:: MATERIAL PROVIDED ::
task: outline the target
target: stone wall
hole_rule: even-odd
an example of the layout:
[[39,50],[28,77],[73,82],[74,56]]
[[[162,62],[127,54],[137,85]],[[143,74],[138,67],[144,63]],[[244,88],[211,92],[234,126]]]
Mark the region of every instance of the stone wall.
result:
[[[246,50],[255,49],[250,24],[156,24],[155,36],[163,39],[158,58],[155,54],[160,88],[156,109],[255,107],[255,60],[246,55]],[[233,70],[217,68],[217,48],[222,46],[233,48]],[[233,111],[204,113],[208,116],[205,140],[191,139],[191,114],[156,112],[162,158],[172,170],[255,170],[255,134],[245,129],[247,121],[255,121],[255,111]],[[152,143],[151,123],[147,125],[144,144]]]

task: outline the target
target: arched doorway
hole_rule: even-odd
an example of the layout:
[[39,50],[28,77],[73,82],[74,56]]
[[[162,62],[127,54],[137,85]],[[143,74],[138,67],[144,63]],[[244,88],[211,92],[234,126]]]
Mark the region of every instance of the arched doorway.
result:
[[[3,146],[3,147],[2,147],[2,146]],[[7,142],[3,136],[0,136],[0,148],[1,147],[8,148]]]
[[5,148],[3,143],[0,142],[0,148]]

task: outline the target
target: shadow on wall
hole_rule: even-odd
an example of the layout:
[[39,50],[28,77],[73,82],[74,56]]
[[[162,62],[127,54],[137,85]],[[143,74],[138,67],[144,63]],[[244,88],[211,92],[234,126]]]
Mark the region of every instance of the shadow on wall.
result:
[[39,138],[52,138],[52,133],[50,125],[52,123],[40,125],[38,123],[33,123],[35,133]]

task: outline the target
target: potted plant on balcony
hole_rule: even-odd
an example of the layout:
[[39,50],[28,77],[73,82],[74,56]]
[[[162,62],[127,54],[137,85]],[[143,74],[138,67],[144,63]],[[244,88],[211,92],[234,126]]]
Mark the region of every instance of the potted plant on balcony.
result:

:: WHAT YOU ARE ASKED TO DO ::
Pull out every line in the entries above that contains the word "shadow", with case counting.

:: REPLY ::
target: shadow on wall
Mark the region of every instance of the shadow on wall.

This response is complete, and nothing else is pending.